Count the lines in the items below that contain the string "shadow", treating uppercase and lowercase letters as distinct, and give only the resulting number.

━━━━━━━━━━━━━━━━

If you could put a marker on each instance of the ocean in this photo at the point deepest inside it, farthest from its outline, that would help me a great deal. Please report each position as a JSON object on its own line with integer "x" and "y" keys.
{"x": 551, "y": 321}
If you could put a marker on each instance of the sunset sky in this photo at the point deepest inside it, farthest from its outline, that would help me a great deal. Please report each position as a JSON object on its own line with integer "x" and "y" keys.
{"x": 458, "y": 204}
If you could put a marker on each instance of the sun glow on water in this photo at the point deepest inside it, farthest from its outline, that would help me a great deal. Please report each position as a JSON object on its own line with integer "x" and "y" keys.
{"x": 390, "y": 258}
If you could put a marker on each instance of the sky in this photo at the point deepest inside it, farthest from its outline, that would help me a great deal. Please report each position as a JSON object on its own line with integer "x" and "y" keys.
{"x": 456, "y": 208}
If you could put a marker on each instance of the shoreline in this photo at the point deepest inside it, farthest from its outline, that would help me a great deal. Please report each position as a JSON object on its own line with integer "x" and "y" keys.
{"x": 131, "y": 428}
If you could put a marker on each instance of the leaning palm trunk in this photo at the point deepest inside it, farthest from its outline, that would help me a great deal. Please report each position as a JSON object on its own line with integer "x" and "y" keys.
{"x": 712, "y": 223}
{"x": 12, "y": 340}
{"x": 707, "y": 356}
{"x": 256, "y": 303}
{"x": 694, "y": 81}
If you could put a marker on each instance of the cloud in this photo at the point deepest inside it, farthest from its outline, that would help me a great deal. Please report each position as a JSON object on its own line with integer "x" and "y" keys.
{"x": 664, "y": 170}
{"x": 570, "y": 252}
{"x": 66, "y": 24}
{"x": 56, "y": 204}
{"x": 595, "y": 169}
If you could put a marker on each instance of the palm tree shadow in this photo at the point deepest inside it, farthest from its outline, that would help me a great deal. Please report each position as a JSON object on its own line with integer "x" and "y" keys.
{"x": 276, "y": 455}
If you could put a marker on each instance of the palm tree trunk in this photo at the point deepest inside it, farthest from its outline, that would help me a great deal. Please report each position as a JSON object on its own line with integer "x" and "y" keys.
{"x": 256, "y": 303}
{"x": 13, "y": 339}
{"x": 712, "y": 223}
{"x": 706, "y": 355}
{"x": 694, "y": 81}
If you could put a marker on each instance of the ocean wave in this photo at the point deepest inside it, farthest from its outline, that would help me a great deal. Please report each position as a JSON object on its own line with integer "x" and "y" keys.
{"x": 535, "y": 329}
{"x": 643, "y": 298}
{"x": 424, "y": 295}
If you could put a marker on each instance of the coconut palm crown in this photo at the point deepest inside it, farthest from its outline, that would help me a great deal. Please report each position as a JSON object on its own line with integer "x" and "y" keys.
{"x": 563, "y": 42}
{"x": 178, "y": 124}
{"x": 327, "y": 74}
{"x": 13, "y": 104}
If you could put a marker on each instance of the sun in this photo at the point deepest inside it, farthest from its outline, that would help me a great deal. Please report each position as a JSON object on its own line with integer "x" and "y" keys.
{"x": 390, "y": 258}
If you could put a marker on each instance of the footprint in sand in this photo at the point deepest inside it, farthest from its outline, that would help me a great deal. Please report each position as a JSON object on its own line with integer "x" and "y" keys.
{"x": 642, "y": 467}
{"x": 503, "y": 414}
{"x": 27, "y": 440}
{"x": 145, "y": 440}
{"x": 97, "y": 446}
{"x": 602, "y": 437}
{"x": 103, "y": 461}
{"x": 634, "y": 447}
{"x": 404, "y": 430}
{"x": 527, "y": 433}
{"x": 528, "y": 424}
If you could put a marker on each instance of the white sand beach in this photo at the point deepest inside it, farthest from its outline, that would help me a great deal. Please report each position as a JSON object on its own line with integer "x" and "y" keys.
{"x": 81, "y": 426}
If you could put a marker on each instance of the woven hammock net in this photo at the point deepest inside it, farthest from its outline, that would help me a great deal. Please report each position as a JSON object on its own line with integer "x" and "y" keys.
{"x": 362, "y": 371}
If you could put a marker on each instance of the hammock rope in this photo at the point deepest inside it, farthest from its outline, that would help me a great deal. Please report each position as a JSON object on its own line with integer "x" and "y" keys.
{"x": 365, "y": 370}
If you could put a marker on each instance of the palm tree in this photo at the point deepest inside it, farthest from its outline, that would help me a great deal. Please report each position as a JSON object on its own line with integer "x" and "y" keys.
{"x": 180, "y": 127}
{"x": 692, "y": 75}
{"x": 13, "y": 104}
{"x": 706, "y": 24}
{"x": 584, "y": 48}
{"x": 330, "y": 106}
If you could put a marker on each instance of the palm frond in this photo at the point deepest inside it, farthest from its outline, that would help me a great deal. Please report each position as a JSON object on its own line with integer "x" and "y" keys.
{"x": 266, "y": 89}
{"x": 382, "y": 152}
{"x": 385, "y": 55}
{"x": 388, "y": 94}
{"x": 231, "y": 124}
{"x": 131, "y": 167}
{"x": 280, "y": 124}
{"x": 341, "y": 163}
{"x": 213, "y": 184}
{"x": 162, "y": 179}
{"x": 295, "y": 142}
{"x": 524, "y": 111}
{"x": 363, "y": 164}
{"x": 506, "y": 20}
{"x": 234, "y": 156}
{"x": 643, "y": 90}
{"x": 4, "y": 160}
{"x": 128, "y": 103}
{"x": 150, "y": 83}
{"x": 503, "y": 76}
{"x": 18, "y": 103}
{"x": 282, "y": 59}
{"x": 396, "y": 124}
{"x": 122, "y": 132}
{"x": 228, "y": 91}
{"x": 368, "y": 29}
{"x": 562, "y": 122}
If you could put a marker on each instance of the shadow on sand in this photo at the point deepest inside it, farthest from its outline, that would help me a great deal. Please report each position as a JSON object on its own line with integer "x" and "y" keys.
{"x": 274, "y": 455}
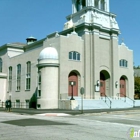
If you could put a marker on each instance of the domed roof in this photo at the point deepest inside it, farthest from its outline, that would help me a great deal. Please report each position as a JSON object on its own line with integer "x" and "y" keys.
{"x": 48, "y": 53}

━━━━━━━━━━━━━━━━

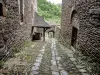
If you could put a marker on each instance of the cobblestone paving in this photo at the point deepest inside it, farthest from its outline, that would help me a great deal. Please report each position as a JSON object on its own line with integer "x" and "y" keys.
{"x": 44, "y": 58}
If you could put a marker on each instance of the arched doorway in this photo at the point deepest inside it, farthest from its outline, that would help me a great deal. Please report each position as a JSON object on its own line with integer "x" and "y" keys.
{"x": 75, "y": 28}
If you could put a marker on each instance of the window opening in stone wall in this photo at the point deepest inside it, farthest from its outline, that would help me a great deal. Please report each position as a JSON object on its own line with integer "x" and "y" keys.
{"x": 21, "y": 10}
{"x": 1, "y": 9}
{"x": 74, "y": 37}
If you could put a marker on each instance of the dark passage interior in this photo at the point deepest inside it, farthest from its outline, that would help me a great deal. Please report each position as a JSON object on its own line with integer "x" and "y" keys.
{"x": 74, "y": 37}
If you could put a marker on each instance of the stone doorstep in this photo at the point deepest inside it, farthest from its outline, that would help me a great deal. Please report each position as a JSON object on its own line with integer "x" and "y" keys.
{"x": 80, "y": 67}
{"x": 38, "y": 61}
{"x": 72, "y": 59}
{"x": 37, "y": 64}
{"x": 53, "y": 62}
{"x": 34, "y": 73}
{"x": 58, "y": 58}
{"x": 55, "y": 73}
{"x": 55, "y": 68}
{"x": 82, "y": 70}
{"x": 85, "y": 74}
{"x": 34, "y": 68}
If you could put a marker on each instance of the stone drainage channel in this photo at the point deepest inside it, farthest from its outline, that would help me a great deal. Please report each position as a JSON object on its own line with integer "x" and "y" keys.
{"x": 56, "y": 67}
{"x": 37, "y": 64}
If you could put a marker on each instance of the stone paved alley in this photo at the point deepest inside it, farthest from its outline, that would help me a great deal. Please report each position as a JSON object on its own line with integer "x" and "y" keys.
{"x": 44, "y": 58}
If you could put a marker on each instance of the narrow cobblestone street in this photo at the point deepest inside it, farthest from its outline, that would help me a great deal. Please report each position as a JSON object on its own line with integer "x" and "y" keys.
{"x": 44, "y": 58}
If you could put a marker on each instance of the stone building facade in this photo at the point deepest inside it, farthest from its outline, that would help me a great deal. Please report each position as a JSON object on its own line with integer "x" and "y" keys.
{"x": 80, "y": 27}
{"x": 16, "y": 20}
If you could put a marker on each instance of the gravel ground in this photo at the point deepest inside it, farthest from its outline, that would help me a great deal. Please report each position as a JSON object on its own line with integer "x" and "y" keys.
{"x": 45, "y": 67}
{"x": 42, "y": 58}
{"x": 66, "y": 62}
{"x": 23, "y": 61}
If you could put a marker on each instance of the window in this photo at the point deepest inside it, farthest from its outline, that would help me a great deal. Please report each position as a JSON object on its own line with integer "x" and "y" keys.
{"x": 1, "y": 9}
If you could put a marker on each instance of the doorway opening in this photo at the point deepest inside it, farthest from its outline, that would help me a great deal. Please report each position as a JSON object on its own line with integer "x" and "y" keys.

━━━━━━━━━━━━━━━━

## Task solution
2